» **READING PASSAGE**:
▬▬▬▬▬▬

Two stories have surfaced from my research on dance and colonial history that tell of magical performances that might sink ships. One chronicles Indigenous shamanistic ship-sinking performances in Alaska at the end of the nineteenth century. The other claims that witchcraft practices of sabbath dancing and storm-brewing occurred among Basque Labourdian seafaring communities at the beginning of the seventeenth. In these stories, dance belongs to a set of activities that might be categorized as “natural magic”, and as such, should tell us something about nature and (of course) about magic. But they speak to me in whispers instead about the practice of researching colonial history that, even in an embrace of anti-colonial critique, keeps producing a certain kind of colonial-intellectual desiring.
1.
On the invitation of Adolf Bastian, the Norwegian seafarer Johan Adrian Jacobsen was travelling through Alaska on behalf of the Royal Ethnological Museum of Berlin between 1881-1883. Tasked with gathering collections of Indigenous North American materials, Jacobsen found Alaska already teeming with Russian and American collectors. In his journal, he complained of high prices and increasingly turned to abandoned towns and graves as sites for extraction. Jacobsen variously “collected” bodies, ceremonial regalia, artworks, and everyday objects by means of excavations, grave robbing, coercion, deception, and purchase.
In his travel journal, Jacobsen more than once described shamanic efforts to sink the ships that moved the colonial economy through the region. Disparagingly, he describes the dance of a shaman seeking to sink the very steamer by which he was travelling the Yukon river:
The next fishing village remained in our memories because of the amazing Indian we saw running around like mad and jumping with threatening poses. He danced furiously like a crazy person, swung his cap around and threw it on the ground as long as he was in sight. The Indian pilot and steersman we had with us told us that the Indian was trying to bewitch the steamer to make it sink into the ground. Our vessel did not respond and steamed majestically past the high Hotlotulei [Hotlina] mountain range, whose tallest peak showed the first signs of the coming Artic winter. (1977 [1882]: 100)
Jacobsen here spends more energy on characterizing the dance as crazed than on describing its performance. Nonetheless, he records the existence of a very interesting dance performed with the demise of the audience floating by as its goal.

▬▬▬▬▬▬

» **SUPPLIED RECORDS**:
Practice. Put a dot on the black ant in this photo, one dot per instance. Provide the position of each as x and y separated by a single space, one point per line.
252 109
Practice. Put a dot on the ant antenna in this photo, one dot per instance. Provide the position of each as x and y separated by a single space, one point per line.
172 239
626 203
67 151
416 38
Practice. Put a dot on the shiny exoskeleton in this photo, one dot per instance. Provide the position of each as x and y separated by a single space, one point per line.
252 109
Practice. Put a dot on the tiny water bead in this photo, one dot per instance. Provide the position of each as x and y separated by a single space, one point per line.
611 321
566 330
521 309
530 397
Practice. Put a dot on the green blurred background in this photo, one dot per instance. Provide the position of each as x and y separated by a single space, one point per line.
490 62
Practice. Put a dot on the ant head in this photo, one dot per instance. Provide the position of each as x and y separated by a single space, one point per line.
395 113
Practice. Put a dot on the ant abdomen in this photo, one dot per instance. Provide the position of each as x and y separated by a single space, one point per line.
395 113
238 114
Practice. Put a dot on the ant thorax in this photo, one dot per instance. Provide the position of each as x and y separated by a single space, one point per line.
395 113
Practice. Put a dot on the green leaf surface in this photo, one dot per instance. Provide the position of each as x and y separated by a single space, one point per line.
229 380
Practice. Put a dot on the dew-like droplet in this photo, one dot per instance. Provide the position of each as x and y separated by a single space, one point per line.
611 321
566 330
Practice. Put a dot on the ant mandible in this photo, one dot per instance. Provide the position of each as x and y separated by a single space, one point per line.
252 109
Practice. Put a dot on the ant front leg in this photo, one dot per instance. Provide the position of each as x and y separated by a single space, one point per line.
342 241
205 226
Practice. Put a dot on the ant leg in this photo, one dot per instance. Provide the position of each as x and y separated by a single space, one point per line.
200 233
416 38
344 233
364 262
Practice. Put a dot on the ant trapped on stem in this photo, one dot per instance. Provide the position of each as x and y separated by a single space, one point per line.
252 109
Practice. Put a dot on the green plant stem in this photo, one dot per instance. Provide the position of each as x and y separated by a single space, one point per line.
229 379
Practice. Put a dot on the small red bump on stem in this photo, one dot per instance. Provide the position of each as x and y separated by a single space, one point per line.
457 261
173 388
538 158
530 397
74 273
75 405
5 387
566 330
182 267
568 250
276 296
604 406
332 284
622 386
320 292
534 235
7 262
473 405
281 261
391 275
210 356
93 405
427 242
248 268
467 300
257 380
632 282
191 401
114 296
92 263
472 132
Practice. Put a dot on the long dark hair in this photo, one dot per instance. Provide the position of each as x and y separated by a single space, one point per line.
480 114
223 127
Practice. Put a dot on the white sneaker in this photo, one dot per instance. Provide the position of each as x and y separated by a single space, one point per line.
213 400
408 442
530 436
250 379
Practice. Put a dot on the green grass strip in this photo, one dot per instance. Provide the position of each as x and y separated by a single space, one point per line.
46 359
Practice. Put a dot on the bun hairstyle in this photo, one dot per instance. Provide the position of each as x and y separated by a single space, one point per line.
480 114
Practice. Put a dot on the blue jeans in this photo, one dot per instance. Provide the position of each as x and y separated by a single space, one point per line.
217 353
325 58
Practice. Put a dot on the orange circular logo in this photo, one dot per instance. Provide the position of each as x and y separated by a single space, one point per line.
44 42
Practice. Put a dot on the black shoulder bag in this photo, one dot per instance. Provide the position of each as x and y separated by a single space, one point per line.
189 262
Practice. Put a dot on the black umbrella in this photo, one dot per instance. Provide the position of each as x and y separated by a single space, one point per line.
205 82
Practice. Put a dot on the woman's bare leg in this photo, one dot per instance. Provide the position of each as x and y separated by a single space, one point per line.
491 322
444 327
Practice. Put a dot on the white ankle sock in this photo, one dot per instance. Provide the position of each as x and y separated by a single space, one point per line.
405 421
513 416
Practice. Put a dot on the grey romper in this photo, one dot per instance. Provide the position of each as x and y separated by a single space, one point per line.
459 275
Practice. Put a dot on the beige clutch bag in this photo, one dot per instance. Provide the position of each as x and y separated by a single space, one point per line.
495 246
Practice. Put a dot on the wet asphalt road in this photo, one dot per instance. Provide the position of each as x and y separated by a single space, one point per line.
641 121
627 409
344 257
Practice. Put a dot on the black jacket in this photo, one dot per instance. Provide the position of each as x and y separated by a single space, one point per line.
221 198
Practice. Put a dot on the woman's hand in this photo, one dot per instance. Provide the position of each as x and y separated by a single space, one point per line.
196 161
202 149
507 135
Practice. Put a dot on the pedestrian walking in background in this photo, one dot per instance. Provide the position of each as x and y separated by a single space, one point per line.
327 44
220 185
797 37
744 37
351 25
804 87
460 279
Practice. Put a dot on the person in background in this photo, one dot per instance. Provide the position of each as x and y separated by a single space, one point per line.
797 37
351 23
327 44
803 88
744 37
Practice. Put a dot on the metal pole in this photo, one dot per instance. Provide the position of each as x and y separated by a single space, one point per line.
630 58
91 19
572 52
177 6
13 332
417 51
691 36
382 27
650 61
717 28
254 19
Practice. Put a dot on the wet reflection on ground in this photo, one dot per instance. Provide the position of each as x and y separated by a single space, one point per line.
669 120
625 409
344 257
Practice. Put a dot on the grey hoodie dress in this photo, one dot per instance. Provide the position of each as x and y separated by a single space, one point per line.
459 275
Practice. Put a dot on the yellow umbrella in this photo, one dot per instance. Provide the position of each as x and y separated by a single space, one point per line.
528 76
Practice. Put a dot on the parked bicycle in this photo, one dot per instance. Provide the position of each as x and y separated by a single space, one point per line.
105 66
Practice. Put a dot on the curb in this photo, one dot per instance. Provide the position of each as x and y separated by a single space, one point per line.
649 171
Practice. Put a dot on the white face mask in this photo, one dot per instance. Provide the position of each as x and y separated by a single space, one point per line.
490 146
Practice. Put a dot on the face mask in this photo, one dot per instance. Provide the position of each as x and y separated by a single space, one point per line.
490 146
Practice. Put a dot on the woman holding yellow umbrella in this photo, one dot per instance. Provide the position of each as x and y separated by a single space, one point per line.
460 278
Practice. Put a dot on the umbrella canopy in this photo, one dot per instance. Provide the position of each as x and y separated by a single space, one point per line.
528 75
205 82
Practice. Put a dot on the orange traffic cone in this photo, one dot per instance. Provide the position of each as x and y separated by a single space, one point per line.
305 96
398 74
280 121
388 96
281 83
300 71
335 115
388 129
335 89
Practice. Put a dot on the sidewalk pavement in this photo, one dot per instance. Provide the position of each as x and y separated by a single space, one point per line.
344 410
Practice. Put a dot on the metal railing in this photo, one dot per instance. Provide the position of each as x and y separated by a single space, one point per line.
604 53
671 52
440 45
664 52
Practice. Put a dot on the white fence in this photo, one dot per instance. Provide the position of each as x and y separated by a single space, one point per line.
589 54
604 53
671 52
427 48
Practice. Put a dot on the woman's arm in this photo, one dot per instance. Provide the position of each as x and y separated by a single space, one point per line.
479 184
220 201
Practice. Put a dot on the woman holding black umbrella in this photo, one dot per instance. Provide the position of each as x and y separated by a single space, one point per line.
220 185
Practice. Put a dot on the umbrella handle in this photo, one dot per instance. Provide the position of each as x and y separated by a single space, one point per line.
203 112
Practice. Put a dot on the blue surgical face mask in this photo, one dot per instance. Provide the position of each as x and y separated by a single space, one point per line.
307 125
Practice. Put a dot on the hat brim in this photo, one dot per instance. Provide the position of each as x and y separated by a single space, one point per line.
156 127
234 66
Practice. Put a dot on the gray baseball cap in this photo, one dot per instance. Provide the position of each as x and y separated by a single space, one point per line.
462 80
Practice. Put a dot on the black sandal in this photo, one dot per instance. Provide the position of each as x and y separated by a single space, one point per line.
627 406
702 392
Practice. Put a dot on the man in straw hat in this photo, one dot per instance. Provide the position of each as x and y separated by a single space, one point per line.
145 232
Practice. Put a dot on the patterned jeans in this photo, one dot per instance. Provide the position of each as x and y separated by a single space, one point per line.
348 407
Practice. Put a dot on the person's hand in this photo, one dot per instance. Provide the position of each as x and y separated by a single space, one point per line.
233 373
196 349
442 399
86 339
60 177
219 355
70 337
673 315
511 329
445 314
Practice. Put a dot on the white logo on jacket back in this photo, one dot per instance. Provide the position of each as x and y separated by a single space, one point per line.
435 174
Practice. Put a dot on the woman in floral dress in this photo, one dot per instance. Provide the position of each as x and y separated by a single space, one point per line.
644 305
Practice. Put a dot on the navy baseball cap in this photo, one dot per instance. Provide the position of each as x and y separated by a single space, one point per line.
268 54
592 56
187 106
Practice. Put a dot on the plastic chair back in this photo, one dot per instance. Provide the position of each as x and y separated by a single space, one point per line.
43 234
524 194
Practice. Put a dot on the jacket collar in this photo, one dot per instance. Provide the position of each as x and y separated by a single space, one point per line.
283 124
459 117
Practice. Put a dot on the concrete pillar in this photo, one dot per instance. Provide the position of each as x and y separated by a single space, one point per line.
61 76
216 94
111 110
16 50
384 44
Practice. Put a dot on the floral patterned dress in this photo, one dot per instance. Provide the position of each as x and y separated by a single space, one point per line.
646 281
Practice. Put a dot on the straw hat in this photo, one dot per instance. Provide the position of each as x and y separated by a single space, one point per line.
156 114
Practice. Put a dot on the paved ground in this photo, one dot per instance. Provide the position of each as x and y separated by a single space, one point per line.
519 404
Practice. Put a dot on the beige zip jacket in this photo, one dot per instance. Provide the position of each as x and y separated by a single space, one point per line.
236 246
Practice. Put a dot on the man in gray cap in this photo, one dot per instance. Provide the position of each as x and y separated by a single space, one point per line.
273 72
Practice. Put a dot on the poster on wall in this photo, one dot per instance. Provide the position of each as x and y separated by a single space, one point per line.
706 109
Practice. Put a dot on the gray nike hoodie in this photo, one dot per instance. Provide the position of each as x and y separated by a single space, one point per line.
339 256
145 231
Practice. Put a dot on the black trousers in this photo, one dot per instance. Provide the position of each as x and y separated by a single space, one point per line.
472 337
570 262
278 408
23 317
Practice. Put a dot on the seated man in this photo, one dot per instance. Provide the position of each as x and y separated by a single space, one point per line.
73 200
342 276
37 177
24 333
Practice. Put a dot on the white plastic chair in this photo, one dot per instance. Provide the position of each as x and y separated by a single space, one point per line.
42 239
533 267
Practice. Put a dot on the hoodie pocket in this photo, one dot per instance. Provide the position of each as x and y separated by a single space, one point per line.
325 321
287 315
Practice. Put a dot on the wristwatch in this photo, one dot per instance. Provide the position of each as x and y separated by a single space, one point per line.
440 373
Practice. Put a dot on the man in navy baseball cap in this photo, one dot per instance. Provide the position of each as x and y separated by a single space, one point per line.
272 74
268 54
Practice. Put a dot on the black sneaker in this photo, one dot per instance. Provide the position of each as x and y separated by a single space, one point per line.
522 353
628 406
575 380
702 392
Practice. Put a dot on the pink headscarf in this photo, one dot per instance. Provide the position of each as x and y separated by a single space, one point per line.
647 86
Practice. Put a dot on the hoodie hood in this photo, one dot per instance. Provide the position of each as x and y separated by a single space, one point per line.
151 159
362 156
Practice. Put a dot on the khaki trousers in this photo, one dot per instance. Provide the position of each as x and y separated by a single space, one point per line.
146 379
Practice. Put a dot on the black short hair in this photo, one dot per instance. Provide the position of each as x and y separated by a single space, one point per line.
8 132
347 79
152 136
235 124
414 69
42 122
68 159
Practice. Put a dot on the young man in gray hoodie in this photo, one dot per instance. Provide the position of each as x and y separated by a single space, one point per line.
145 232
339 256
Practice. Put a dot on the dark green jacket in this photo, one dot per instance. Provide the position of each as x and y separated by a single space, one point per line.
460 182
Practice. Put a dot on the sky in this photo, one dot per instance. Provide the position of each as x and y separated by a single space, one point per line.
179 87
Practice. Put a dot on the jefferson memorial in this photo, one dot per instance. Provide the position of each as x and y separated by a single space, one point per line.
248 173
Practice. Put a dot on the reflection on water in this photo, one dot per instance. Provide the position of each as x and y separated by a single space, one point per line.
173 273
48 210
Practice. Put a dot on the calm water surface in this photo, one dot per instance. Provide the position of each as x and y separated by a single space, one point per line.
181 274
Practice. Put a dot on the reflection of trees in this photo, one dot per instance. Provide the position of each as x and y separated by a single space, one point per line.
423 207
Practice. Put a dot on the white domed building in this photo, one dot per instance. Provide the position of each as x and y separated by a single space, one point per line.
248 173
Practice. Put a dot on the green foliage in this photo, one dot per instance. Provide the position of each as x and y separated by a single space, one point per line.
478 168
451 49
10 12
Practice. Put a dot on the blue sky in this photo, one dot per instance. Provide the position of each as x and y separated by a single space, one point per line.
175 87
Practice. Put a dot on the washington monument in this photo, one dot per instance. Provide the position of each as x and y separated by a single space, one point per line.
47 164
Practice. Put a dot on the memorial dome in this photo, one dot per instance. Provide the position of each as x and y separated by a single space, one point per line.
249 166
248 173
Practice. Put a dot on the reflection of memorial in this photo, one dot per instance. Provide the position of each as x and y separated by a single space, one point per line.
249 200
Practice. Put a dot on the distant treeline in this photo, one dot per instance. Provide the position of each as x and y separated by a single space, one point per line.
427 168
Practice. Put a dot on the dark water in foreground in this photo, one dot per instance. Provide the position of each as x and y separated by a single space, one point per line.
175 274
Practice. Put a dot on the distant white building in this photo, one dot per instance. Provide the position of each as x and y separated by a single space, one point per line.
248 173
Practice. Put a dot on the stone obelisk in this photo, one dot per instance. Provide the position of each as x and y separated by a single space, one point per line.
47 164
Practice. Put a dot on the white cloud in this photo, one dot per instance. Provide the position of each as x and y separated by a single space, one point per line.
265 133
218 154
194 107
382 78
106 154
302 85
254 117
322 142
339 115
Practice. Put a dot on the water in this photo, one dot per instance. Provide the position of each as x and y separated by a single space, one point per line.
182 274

▬▬▬▬▬▬

» **TASKS AND EXERCISES**:
(1) In the passage on ship-sinking dances, which museum was Jacobsen travelling through Alaska for?
(2) Say whether each statement agrees with the passage on ship-sinking dances, quoting the words that decide it: (a) Jacobsen traveled through Alaska from 1881 to 1883. (b) Jacobsen found few other collectors working in Alaska. (c) The steamer sank after the shaman's dance.
The items have no part in this exercise.

» **ANSWERS IN ORDER**:
(1) The Royal Ethnological Museum of Berlin.

(2)
(a) Yes: "between 1881-1883"
(b) No: "Jacobsen found Alaska already teeming with Russian and American collectors"
(c) No: "Our vessel did not respond and steamed majestically past the high Hotlotulei [Hotlina] mountain range"